[Begin WORKING DATA]
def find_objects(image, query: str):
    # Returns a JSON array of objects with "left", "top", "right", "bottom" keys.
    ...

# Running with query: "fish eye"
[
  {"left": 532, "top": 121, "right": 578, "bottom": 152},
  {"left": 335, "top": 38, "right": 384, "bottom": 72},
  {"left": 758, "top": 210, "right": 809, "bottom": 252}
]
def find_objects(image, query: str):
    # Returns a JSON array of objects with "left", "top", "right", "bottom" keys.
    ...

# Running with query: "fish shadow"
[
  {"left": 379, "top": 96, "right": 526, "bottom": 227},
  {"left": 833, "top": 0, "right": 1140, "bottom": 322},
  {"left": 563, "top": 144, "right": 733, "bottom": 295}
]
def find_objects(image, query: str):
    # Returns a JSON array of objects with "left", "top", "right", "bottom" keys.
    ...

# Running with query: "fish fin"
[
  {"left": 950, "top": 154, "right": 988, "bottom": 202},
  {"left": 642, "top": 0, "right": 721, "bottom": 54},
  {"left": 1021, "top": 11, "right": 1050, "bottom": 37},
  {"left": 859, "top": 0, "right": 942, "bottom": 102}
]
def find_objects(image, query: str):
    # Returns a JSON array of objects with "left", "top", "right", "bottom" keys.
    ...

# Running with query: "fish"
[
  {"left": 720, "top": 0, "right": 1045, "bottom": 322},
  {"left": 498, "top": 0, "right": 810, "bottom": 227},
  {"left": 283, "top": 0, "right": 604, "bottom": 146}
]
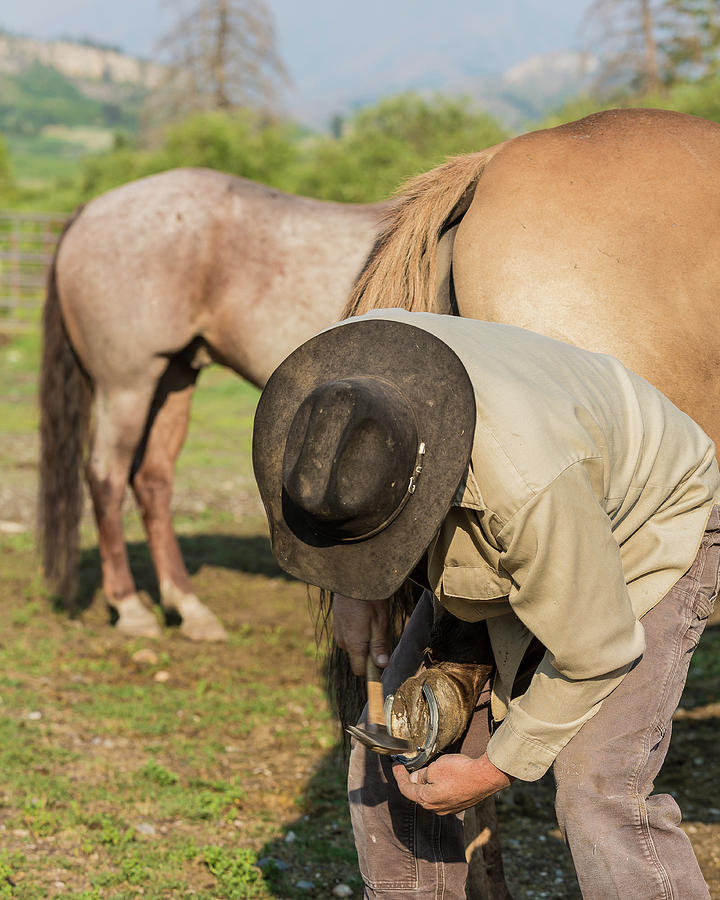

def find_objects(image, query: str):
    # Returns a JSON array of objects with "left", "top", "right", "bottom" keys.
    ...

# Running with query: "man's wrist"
[{"left": 474, "top": 753, "right": 515, "bottom": 790}]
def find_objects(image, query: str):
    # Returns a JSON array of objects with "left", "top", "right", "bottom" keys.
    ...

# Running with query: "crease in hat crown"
[
  {"left": 253, "top": 310, "right": 476, "bottom": 599},
  {"left": 283, "top": 376, "right": 425, "bottom": 542}
]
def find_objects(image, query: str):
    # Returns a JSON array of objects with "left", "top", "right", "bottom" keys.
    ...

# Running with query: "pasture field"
[{"left": 0, "top": 333, "right": 720, "bottom": 900}]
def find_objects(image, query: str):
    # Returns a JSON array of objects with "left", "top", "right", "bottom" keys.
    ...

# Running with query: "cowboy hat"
[{"left": 253, "top": 318, "right": 475, "bottom": 600}]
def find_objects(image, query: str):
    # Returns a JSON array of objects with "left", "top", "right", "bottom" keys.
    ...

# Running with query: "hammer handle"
[{"left": 365, "top": 655, "right": 385, "bottom": 727}]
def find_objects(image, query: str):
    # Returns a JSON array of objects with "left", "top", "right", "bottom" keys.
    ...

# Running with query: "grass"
[
  {"left": 0, "top": 332, "right": 361, "bottom": 900},
  {"left": 0, "top": 332, "right": 720, "bottom": 900}
]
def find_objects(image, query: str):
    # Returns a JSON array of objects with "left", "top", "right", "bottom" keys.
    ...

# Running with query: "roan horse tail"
[
  {"left": 38, "top": 207, "right": 91, "bottom": 603},
  {"left": 328, "top": 144, "right": 502, "bottom": 736},
  {"left": 341, "top": 144, "right": 502, "bottom": 319}
]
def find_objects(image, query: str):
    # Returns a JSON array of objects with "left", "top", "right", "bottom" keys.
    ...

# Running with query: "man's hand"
[
  {"left": 333, "top": 594, "right": 390, "bottom": 676},
  {"left": 393, "top": 753, "right": 513, "bottom": 816}
]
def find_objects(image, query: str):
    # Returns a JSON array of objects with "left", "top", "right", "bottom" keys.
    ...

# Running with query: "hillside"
[{"left": 0, "top": 34, "right": 161, "bottom": 184}]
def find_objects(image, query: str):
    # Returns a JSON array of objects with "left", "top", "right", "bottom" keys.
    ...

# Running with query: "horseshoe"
[{"left": 385, "top": 682, "right": 440, "bottom": 772}]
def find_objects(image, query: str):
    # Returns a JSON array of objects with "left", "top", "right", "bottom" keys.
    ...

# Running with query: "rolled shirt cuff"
[{"left": 487, "top": 701, "right": 602, "bottom": 781}]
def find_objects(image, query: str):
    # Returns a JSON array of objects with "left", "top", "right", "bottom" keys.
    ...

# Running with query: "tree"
[
  {"left": 663, "top": 0, "right": 720, "bottom": 82},
  {"left": 151, "top": 0, "right": 288, "bottom": 121},
  {"left": 296, "top": 93, "right": 507, "bottom": 203},
  {"left": 585, "top": 0, "right": 667, "bottom": 94}
]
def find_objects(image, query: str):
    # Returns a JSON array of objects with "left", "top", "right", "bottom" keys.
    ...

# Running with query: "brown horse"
[
  {"left": 41, "top": 169, "right": 385, "bottom": 640},
  {"left": 344, "top": 109, "right": 720, "bottom": 444},
  {"left": 340, "top": 103, "right": 720, "bottom": 898}
]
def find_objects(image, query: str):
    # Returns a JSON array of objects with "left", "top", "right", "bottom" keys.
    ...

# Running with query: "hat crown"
[{"left": 283, "top": 376, "right": 418, "bottom": 541}]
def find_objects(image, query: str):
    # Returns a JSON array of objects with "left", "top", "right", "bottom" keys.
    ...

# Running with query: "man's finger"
[{"left": 370, "top": 606, "right": 390, "bottom": 669}]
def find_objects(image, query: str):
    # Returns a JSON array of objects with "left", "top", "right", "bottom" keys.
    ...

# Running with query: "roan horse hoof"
[
  {"left": 389, "top": 662, "right": 492, "bottom": 759},
  {"left": 388, "top": 603, "right": 494, "bottom": 758},
  {"left": 110, "top": 593, "right": 162, "bottom": 638}
]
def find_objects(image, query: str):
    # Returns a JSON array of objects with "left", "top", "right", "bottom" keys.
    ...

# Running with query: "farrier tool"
[{"left": 346, "top": 654, "right": 415, "bottom": 756}]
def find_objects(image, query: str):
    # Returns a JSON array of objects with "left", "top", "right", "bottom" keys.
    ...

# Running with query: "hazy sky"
[{"left": 0, "top": 0, "right": 589, "bottom": 125}]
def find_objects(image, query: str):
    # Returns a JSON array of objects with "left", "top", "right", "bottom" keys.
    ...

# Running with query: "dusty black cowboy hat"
[{"left": 253, "top": 318, "right": 475, "bottom": 599}]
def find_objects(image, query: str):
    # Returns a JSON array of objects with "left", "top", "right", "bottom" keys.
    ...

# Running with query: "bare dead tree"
[{"left": 150, "top": 0, "right": 288, "bottom": 121}]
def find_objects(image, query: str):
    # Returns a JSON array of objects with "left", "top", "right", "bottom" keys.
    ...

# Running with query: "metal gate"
[{"left": 0, "top": 212, "right": 67, "bottom": 329}]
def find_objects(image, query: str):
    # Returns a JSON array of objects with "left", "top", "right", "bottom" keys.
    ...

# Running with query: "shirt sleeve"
[{"left": 487, "top": 462, "right": 645, "bottom": 781}]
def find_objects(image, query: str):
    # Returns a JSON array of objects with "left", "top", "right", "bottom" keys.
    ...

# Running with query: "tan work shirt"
[{"left": 367, "top": 309, "right": 720, "bottom": 781}]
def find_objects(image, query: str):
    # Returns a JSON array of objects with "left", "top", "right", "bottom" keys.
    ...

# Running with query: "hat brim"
[{"left": 252, "top": 318, "right": 476, "bottom": 600}]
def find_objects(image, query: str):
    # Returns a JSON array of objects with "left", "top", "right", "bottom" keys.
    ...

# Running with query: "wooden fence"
[{"left": 0, "top": 211, "right": 67, "bottom": 329}]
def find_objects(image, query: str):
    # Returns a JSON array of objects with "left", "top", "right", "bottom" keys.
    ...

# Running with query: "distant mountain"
[{"left": 0, "top": 34, "right": 162, "bottom": 89}]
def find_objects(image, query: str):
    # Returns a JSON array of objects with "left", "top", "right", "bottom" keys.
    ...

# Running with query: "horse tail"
[
  {"left": 324, "top": 144, "right": 502, "bottom": 732},
  {"left": 38, "top": 207, "right": 91, "bottom": 603},
  {"left": 316, "top": 582, "right": 416, "bottom": 740},
  {"left": 341, "top": 144, "right": 503, "bottom": 319}
]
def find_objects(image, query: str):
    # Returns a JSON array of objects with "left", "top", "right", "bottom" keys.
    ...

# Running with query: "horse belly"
[{"left": 453, "top": 160, "right": 720, "bottom": 445}]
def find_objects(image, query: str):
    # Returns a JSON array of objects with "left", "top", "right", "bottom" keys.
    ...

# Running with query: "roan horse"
[
  {"left": 338, "top": 109, "right": 720, "bottom": 898},
  {"left": 40, "top": 169, "right": 385, "bottom": 640}
]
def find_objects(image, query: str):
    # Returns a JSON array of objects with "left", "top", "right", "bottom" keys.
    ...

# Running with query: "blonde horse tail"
[
  {"left": 341, "top": 144, "right": 502, "bottom": 319},
  {"left": 38, "top": 208, "right": 91, "bottom": 603}
]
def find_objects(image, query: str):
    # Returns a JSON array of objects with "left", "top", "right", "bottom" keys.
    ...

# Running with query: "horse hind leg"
[
  {"left": 132, "top": 358, "right": 228, "bottom": 641},
  {"left": 86, "top": 380, "right": 161, "bottom": 637}
]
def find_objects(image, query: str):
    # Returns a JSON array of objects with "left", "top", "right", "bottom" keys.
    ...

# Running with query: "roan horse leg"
[
  {"left": 132, "top": 358, "right": 227, "bottom": 641},
  {"left": 87, "top": 380, "right": 160, "bottom": 637}
]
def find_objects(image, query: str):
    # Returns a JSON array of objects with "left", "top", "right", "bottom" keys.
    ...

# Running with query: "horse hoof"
[
  {"left": 180, "top": 609, "right": 228, "bottom": 643},
  {"left": 110, "top": 594, "right": 162, "bottom": 638}
]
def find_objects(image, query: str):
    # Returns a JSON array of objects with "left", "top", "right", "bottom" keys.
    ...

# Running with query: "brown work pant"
[{"left": 348, "top": 507, "right": 720, "bottom": 900}]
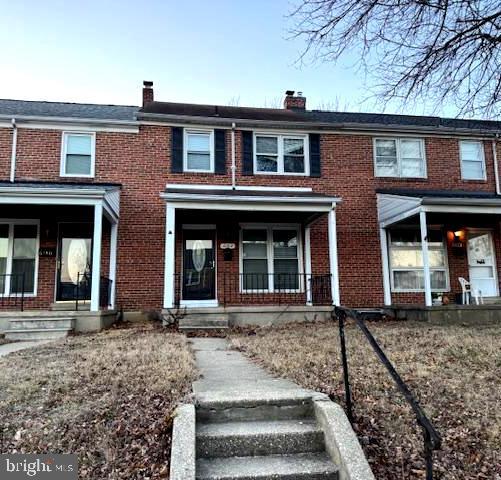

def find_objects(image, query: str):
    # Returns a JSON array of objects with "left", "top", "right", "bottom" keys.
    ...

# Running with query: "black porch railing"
[
  {"left": 174, "top": 272, "right": 332, "bottom": 306},
  {"left": 0, "top": 273, "right": 26, "bottom": 312},
  {"left": 333, "top": 307, "right": 442, "bottom": 480},
  {"left": 75, "top": 272, "right": 113, "bottom": 311}
]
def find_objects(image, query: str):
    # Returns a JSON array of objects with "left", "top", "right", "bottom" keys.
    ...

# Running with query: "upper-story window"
[
  {"left": 254, "top": 133, "right": 310, "bottom": 175},
  {"left": 374, "top": 138, "right": 426, "bottom": 178},
  {"left": 459, "top": 140, "right": 485, "bottom": 180},
  {"left": 183, "top": 129, "right": 214, "bottom": 172},
  {"left": 61, "top": 132, "right": 96, "bottom": 177}
]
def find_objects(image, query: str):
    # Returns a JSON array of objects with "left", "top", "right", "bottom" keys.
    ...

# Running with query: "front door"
[
  {"left": 468, "top": 231, "right": 498, "bottom": 297},
  {"left": 56, "top": 223, "right": 92, "bottom": 301},
  {"left": 183, "top": 230, "right": 216, "bottom": 300}
]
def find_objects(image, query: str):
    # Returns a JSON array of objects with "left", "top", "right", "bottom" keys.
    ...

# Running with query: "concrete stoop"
[{"left": 5, "top": 315, "right": 75, "bottom": 340}]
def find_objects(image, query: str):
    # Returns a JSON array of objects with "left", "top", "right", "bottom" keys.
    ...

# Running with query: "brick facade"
[{"left": 0, "top": 116, "right": 501, "bottom": 310}]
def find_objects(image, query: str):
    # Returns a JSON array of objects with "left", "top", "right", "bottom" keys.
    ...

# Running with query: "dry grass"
[
  {"left": 0, "top": 325, "right": 195, "bottom": 480},
  {"left": 233, "top": 316, "right": 501, "bottom": 480}
]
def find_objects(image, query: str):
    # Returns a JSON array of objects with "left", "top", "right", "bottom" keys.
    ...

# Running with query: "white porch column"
[
  {"left": 328, "top": 208, "right": 340, "bottom": 305},
  {"left": 419, "top": 210, "right": 432, "bottom": 307},
  {"left": 109, "top": 222, "right": 118, "bottom": 309},
  {"left": 379, "top": 228, "right": 391, "bottom": 305},
  {"left": 164, "top": 203, "right": 176, "bottom": 308},
  {"left": 304, "top": 225, "right": 312, "bottom": 305},
  {"left": 90, "top": 202, "right": 103, "bottom": 312}
]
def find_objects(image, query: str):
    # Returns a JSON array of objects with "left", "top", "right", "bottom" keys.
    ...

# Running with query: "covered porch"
[
  {"left": 0, "top": 182, "right": 120, "bottom": 331},
  {"left": 377, "top": 190, "right": 501, "bottom": 318},
  {"left": 162, "top": 185, "right": 339, "bottom": 324}
]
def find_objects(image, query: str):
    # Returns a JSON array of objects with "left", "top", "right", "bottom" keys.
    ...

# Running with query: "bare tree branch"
[{"left": 290, "top": 0, "right": 501, "bottom": 118}]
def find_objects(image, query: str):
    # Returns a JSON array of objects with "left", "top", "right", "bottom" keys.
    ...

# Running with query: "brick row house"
[End WORKING DATA]
**TASK OBJECTIVE:** Collect each line of the records that contains the string "brick", and copy every such line in full.

**EXERCISE SOLUTION:**
# Running with query: "brick facade"
# Running with query: "brick row house"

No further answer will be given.